Output only the lines of the entries that follow, starting at the one with "Target: reflection on water" and running down to the one with "form | each point like <point>551,222</point>", both included and unchanged.
.....
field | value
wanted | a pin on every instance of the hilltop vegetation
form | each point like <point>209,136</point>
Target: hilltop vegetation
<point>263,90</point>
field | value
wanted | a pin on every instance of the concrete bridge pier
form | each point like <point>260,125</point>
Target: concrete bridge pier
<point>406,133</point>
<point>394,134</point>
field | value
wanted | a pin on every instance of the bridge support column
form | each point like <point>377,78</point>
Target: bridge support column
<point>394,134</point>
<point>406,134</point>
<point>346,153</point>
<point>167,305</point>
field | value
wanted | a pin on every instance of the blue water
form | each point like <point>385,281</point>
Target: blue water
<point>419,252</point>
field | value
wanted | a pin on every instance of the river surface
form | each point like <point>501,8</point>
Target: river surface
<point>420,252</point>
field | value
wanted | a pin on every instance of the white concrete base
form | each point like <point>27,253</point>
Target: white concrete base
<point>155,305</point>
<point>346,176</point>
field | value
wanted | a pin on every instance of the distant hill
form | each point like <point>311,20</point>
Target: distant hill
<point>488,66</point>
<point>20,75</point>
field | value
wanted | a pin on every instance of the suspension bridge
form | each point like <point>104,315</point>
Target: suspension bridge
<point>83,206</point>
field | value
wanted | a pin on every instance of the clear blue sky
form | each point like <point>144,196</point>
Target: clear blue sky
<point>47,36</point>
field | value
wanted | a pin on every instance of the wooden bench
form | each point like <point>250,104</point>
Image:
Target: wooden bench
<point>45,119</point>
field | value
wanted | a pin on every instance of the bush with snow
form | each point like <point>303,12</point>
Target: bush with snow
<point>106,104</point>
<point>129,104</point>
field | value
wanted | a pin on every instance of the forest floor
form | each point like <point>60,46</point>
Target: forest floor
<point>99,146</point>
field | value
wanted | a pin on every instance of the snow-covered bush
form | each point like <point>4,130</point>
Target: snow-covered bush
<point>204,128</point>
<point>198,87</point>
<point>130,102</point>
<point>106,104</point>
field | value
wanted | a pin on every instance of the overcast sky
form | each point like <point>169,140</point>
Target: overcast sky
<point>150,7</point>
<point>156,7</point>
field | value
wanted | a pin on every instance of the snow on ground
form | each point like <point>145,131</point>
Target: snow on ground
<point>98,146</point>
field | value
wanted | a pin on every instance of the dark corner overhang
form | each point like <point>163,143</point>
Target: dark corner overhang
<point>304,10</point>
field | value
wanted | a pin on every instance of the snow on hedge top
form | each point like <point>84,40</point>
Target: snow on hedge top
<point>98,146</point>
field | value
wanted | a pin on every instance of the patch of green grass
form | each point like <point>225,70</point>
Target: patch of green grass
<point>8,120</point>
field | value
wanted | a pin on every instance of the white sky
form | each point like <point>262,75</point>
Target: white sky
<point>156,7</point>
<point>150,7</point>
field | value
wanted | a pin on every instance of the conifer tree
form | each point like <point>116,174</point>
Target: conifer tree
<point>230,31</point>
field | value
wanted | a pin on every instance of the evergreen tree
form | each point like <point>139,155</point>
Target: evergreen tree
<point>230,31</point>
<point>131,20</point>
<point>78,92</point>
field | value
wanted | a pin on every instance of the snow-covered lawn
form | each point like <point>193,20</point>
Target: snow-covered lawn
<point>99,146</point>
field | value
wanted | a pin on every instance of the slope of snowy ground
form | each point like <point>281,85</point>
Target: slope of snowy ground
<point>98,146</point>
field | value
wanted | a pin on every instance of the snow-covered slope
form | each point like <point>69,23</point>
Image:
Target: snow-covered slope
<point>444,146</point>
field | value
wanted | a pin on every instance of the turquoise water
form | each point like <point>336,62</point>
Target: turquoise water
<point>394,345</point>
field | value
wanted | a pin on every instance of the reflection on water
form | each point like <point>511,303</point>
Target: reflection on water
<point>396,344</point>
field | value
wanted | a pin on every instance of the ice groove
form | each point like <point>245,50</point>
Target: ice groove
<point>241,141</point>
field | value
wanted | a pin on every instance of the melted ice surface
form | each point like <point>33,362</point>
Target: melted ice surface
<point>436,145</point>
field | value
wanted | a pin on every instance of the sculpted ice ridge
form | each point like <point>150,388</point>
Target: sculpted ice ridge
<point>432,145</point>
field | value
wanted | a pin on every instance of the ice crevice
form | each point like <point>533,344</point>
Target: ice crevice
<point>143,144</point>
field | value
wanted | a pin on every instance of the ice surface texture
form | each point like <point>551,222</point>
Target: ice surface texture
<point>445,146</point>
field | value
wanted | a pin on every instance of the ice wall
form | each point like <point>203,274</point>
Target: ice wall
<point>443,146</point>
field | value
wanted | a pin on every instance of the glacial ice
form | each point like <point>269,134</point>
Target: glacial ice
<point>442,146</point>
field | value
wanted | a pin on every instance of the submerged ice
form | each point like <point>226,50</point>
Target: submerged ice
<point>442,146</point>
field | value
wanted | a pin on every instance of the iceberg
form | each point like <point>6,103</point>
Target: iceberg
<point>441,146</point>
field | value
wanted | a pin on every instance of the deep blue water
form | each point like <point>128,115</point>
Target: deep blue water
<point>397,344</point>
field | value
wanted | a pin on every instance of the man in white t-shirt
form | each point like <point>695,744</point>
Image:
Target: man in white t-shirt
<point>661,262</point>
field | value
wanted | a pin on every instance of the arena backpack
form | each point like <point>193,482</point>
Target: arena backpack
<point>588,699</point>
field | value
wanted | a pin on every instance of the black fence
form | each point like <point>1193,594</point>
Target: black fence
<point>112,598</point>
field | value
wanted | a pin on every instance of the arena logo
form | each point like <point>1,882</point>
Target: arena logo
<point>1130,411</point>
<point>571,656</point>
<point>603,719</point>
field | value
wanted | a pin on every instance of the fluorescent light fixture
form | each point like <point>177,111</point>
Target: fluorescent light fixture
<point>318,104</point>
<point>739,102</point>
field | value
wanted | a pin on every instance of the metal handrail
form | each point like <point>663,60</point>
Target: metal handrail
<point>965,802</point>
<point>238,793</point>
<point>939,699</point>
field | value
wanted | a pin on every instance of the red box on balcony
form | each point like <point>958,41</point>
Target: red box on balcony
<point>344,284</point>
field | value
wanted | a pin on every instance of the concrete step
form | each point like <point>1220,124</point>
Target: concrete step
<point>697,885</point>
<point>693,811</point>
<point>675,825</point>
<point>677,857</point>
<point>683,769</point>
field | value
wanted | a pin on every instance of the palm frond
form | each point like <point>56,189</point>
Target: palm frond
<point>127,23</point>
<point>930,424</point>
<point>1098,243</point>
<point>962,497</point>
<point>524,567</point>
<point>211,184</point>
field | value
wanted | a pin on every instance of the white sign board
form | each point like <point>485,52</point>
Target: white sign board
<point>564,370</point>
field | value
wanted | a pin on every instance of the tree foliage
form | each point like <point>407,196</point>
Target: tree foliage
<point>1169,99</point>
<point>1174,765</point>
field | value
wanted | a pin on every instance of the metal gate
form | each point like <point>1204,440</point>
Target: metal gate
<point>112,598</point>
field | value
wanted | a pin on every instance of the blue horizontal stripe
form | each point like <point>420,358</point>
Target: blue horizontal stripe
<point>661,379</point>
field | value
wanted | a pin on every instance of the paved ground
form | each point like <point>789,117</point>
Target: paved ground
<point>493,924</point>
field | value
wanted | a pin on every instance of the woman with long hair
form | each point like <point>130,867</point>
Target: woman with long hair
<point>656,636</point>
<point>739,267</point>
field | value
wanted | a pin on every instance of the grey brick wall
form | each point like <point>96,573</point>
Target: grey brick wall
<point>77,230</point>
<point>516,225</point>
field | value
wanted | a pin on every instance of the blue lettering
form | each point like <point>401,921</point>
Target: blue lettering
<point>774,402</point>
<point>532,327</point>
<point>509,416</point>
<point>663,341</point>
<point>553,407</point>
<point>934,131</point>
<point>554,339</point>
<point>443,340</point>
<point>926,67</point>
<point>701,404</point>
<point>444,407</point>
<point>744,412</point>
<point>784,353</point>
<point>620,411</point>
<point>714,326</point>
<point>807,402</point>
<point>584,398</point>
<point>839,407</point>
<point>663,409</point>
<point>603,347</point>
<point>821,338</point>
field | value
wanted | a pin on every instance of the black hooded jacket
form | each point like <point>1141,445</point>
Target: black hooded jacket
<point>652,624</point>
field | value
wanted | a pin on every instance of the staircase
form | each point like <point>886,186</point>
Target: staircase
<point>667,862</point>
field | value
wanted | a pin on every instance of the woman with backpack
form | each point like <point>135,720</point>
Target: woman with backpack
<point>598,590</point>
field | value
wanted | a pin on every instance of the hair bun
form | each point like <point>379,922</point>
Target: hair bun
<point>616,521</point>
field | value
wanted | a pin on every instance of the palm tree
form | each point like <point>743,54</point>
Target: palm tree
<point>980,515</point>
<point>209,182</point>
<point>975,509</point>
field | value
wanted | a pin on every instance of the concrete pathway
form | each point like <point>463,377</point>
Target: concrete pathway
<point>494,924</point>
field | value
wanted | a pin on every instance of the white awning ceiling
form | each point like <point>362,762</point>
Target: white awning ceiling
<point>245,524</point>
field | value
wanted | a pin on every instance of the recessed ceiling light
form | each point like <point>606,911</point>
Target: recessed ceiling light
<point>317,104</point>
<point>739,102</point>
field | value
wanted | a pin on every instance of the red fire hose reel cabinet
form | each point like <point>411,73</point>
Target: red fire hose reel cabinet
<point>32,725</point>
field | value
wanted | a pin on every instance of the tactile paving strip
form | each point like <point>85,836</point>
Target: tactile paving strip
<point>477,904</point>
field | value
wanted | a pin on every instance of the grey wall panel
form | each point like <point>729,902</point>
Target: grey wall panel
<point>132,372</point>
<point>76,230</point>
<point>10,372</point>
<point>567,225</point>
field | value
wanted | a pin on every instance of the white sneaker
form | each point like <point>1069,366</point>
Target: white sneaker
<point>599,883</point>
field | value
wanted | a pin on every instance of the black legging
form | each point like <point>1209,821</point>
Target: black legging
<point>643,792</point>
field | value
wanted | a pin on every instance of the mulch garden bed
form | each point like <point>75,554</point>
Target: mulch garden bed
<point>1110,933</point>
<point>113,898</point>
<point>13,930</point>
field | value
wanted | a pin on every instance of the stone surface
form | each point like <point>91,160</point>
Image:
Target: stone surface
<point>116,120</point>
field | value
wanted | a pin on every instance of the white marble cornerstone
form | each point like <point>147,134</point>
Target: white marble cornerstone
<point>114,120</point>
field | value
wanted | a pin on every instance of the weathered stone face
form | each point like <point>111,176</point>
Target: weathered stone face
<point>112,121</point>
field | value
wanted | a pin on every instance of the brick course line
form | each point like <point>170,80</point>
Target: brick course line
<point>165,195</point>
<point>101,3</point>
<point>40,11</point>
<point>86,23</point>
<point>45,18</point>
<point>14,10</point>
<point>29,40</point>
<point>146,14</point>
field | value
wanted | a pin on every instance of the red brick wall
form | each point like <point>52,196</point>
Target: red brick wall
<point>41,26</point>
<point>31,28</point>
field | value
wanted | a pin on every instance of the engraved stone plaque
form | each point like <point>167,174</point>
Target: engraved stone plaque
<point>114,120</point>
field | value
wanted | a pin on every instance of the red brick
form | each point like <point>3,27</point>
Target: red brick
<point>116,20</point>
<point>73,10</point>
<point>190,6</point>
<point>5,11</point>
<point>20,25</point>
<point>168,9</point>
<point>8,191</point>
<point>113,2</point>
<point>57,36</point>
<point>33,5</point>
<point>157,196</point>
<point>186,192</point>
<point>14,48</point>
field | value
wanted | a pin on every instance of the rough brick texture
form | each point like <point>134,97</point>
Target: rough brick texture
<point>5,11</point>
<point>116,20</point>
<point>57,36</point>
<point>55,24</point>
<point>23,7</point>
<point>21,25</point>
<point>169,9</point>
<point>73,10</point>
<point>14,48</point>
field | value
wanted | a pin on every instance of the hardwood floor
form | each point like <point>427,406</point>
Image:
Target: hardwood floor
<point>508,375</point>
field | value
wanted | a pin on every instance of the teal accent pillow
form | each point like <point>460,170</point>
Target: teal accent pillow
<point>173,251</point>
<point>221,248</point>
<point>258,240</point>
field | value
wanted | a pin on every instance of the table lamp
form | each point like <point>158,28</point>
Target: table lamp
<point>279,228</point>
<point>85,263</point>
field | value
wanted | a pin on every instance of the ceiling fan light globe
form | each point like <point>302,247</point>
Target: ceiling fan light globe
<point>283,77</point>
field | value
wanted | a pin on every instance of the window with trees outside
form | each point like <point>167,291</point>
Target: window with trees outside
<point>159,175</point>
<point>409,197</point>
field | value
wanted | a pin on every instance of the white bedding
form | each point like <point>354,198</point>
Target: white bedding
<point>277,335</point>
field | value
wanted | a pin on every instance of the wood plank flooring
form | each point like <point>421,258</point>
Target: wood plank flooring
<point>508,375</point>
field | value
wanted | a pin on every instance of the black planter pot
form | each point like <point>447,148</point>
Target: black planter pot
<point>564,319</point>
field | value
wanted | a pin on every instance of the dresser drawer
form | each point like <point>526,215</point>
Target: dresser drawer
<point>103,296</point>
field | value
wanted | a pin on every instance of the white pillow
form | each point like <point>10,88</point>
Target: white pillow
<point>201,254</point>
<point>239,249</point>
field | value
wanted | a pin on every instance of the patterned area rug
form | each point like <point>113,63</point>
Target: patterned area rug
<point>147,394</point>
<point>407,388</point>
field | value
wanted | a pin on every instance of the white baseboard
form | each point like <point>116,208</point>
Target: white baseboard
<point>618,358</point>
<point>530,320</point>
.....
## Task answer:
Target: reflection on water
<point>396,344</point>
field | value
wanted | a pin on every instance of the ice groove
form | each point like <point>245,50</point>
Target: ice groove
<point>241,141</point>
field | value
wanted | a pin on every instance of the melted ice surface
form | each point like <point>33,362</point>
Target: melted ice surface
<point>436,145</point>
field | value
wanted | a pin on every instance of the sculpted ice ridge
form | each point like <point>150,388</point>
Target: sculpted ice ridge
<point>432,145</point>
field | value
wanted | a pin on every instance of the ice crevice
form | each point like <point>533,344</point>
Target: ice crevice
<point>143,144</point>
field | value
wanted | a pin on every instance of the ice surface texture
form | each point like <point>551,222</point>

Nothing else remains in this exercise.